Your goal: Copy the lines from the start of the records up to and including the line with "[(204, 231)]", multiplying every answer coordinate by 0.3 and rounding to whole numbers, with halves rounded up. Leave all other numbers and wording unchanged, give only these lines, and leave the pictures out.

>> Begin Dataset records

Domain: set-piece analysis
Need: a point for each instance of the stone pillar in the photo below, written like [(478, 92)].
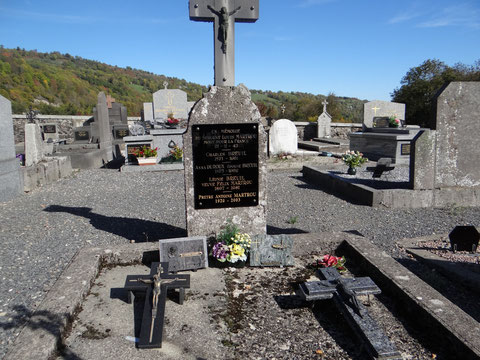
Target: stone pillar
[(11, 181), (34, 147), (422, 161), (103, 123), (225, 164)]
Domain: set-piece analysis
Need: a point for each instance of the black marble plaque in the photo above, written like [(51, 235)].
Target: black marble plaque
[(81, 135), (381, 121), (405, 149), (49, 129), (225, 165)]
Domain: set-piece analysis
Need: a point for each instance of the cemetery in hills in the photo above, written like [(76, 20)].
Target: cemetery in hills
[(204, 231)]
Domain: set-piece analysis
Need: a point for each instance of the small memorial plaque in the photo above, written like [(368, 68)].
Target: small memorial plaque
[(121, 133), (225, 165), (188, 253), (271, 250), (81, 135), (50, 129), (405, 149), (381, 121)]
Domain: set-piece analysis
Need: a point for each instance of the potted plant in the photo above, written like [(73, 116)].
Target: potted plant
[(353, 159), (394, 121), (232, 247), (146, 155), (171, 122)]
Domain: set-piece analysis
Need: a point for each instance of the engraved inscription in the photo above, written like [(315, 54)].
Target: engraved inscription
[(225, 165)]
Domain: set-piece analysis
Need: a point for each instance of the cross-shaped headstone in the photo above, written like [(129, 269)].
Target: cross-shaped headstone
[(110, 100), (155, 286), (325, 103), (224, 14), (344, 292)]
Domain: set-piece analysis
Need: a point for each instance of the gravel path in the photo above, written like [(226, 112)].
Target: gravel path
[(41, 231)]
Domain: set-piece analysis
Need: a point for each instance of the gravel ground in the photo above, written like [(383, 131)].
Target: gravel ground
[(41, 231)]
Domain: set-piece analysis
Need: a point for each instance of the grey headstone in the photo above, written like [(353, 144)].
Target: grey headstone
[(168, 101), (458, 132), (188, 253), (271, 250), (324, 125), (220, 107), (283, 137), (117, 114), (379, 108), (34, 147), (422, 161), (148, 112), (103, 123), (11, 183)]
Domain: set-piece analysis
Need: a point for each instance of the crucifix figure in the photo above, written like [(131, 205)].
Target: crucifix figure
[(224, 14), (344, 292), (155, 286)]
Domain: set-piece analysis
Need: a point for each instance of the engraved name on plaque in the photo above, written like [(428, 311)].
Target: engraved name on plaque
[(225, 165)]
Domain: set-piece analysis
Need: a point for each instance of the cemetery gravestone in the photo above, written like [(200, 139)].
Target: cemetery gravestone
[(457, 134), (324, 123), (170, 101), (225, 163), (381, 109), (11, 182), (283, 138), (224, 14)]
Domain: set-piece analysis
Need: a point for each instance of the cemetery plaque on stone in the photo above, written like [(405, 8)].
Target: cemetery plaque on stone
[(225, 165), (81, 135), (405, 149), (381, 121), (188, 253), (271, 250), (131, 149), (49, 128)]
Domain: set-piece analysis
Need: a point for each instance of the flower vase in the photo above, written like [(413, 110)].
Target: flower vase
[(147, 161)]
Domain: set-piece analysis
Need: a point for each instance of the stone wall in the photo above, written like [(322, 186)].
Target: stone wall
[(308, 130), (65, 124)]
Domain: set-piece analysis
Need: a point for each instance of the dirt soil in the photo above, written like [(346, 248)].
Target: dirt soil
[(230, 313)]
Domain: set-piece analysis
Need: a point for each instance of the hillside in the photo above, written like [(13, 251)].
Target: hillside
[(55, 83)]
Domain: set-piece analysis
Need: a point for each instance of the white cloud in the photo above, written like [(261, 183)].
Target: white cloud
[(458, 15), (308, 3)]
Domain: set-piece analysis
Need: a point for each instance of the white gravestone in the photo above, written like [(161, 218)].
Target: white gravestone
[(283, 137), (380, 108)]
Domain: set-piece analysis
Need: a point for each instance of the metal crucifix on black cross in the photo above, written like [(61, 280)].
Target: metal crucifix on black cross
[(155, 287), (344, 292)]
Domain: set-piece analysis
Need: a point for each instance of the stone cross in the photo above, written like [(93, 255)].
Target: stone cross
[(224, 14), (344, 292), (155, 286), (325, 103), (110, 100)]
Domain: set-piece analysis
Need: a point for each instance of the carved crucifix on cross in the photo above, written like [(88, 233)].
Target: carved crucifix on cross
[(224, 14)]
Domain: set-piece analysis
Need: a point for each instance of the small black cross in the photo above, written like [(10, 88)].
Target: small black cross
[(155, 286), (344, 292)]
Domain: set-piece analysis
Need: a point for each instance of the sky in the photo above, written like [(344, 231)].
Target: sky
[(352, 48)]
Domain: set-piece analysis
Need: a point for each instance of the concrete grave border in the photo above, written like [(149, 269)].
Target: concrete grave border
[(464, 273), (64, 300), (392, 198)]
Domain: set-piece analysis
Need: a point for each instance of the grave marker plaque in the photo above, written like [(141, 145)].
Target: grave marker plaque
[(225, 165), (271, 250), (188, 253)]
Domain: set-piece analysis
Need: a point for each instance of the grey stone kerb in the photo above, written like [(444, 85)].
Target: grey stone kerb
[(224, 14)]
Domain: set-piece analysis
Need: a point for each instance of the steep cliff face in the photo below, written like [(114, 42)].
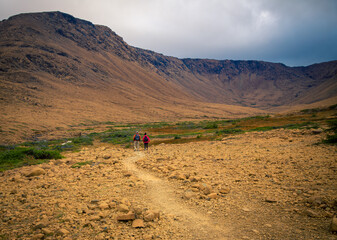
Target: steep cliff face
[(61, 69)]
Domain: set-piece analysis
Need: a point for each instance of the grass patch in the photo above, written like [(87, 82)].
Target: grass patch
[(229, 131), (117, 136), (19, 156), (331, 138)]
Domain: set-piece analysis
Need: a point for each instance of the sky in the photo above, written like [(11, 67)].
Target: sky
[(293, 32)]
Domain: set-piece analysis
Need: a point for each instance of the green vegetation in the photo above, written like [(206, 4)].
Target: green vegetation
[(80, 164), (163, 132), (19, 156), (332, 138)]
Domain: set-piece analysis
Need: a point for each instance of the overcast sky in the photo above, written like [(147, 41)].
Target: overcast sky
[(293, 32)]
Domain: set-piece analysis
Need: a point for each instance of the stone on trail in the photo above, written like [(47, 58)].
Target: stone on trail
[(311, 213), (94, 218), (35, 172), (47, 231), (333, 225), (62, 232), (151, 216), (270, 200), (38, 236), (138, 223), (103, 206), (189, 195), (41, 224), (212, 196), (224, 190), (123, 208), (126, 217)]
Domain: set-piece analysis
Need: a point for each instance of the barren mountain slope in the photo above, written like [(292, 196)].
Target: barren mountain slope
[(57, 70)]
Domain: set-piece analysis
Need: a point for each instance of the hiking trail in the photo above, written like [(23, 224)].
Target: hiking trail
[(193, 223)]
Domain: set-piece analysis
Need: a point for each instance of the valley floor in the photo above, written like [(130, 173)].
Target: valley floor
[(278, 184)]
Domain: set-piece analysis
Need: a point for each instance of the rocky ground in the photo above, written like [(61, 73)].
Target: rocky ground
[(262, 185)]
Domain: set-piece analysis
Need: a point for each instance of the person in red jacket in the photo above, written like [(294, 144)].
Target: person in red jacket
[(136, 140), (146, 141)]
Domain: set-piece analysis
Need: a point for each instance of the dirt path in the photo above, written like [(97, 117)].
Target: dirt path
[(192, 223)]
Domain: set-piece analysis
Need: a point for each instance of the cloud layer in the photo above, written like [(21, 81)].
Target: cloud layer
[(300, 32)]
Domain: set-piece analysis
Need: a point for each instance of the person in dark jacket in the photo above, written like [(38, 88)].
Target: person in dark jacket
[(136, 140), (146, 141)]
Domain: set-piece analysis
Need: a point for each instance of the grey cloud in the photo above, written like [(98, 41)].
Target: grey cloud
[(297, 32)]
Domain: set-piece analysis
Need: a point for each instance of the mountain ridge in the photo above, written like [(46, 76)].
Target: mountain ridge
[(57, 70)]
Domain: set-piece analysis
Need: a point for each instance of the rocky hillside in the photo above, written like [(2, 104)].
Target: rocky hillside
[(204, 190), (57, 70)]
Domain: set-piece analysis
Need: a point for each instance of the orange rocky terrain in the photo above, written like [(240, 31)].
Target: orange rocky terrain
[(259, 185)]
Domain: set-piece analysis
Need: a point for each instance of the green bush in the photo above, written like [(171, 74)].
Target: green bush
[(333, 128), (19, 156), (211, 125), (229, 131)]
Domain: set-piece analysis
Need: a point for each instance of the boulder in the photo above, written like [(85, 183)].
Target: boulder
[(333, 225), (151, 216), (126, 217), (35, 172), (103, 206), (212, 196), (123, 208), (62, 232), (224, 190), (138, 223)]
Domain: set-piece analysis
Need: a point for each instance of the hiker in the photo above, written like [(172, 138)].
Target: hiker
[(146, 141), (136, 140)]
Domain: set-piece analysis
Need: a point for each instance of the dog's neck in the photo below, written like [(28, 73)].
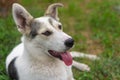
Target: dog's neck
[(33, 52)]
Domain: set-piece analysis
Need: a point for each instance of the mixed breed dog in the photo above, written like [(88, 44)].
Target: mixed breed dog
[(43, 53)]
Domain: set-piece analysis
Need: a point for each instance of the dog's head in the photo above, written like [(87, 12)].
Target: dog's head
[(44, 32)]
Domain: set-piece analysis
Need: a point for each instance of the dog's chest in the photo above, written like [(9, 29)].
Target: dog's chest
[(41, 71)]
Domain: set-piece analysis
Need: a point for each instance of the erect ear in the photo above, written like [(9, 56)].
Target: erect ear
[(52, 10), (22, 18)]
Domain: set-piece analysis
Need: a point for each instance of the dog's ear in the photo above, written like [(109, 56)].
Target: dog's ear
[(52, 10), (22, 18)]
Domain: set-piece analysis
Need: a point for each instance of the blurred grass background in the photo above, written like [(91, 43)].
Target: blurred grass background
[(94, 24)]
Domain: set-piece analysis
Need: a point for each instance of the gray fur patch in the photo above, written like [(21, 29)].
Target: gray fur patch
[(34, 28)]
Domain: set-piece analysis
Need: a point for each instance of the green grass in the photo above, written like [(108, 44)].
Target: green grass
[(95, 26)]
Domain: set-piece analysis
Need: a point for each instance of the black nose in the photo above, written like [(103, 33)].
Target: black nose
[(69, 42)]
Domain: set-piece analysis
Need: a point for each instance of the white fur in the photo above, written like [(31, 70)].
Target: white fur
[(33, 60)]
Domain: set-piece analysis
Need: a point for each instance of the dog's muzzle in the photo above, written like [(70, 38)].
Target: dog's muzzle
[(64, 56), (69, 42)]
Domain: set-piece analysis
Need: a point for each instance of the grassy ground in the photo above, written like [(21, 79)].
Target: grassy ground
[(95, 26)]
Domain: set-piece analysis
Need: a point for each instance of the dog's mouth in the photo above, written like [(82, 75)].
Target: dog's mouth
[(64, 56)]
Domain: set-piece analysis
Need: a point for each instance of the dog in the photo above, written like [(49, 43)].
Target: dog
[(43, 53)]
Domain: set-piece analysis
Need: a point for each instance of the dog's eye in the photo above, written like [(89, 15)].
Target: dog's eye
[(47, 33), (60, 26)]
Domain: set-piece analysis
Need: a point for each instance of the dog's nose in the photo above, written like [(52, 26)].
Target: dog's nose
[(69, 42)]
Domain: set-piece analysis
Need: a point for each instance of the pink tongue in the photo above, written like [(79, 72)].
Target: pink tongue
[(67, 58)]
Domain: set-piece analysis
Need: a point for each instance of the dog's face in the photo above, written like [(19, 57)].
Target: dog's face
[(44, 32)]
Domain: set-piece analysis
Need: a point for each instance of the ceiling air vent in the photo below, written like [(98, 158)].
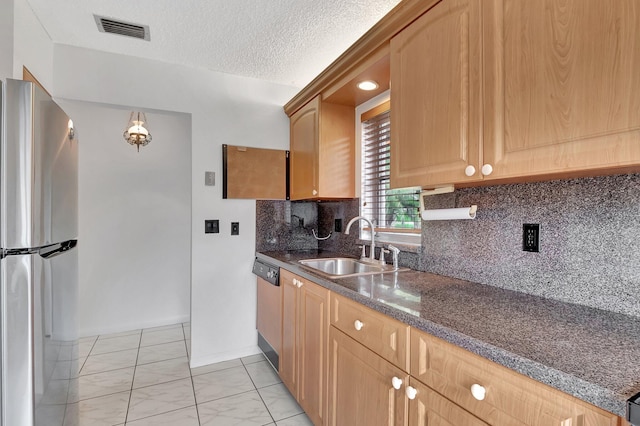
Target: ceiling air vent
[(108, 25)]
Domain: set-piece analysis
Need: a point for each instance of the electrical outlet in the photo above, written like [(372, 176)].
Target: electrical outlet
[(209, 178), (531, 237), (211, 226)]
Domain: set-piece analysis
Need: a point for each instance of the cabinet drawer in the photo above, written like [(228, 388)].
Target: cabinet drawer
[(509, 398), (383, 335)]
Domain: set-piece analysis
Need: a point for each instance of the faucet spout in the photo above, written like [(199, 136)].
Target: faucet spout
[(372, 253)]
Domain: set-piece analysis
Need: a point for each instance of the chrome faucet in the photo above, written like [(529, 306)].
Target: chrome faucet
[(372, 253), (395, 250)]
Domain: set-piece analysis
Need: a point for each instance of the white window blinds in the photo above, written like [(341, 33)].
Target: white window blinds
[(392, 210)]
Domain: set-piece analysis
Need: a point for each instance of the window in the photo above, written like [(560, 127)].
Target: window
[(395, 212)]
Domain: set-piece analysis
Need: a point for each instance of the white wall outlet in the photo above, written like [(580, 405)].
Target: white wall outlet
[(210, 178)]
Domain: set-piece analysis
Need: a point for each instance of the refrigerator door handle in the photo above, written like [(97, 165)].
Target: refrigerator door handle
[(57, 249)]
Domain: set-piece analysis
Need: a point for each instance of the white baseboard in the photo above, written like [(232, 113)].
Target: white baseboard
[(119, 328), (224, 356)]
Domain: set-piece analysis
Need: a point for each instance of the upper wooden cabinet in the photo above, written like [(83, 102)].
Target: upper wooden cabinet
[(562, 88), (435, 96), (514, 90), (322, 151)]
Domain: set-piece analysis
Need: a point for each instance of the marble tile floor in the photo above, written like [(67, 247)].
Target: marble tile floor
[(142, 378)]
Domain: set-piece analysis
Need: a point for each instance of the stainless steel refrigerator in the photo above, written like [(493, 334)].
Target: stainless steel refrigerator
[(38, 259)]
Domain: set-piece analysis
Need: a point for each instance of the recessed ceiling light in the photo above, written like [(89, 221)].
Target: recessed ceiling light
[(368, 85)]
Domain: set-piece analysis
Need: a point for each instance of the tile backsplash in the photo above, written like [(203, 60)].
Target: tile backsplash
[(589, 238)]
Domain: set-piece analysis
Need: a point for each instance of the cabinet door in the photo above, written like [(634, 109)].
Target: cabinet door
[(562, 87), (288, 367), (304, 147), (508, 398), (313, 340), (428, 408), (360, 386), (435, 99)]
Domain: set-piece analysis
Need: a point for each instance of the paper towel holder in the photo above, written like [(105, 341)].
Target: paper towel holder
[(450, 214)]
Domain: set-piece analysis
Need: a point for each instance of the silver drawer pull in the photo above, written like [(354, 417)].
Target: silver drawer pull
[(358, 325), (478, 391)]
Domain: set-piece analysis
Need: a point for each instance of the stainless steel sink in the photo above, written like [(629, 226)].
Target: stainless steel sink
[(337, 267)]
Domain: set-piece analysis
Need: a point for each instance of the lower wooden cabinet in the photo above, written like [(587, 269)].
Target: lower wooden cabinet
[(493, 393), (303, 358), (429, 408), (342, 372), (361, 386)]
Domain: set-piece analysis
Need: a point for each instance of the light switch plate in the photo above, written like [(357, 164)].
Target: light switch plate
[(211, 226), (210, 178)]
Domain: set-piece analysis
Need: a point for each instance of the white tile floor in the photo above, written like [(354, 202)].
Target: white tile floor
[(142, 378)]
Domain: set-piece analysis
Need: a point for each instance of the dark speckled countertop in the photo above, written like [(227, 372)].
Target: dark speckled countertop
[(589, 353)]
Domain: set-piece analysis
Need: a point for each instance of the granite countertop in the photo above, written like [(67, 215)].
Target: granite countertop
[(589, 353)]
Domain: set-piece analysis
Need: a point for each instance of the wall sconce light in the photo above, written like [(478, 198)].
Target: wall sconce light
[(72, 132), (136, 133)]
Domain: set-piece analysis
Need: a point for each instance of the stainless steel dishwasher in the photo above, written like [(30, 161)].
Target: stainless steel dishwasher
[(269, 310)]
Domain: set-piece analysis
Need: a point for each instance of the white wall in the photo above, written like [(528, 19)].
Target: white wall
[(6, 38), (225, 109), (134, 220), (32, 46)]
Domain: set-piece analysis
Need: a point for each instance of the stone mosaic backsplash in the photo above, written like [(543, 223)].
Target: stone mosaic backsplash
[(589, 238)]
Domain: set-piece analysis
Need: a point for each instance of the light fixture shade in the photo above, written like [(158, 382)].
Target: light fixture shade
[(368, 85), (136, 133)]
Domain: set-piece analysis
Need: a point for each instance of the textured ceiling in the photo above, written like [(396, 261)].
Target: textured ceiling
[(283, 41)]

>> End Dataset records

Output of the task:
Domain: set-piece analysis
Need: a point for each instance of the stone pillar in the photo below, written like [(478, 92)].
Target: stone pillar
[(3, 54), (10, 44), (127, 48), (31, 37), (68, 49)]
Domain: set-piece analysis
Need: a point for each instance of the black marble plaque in the photo above, written like [(51, 235)].
Target: black marble plaque
[(24, 41), (114, 36), (122, 45), (15, 39), (68, 50)]
Domain: set-piece analysis
Need: a point for each instance of the cemetery in hills in the photo above, written like [(76, 20)].
Target: cemetery in hills
[(61, 69)]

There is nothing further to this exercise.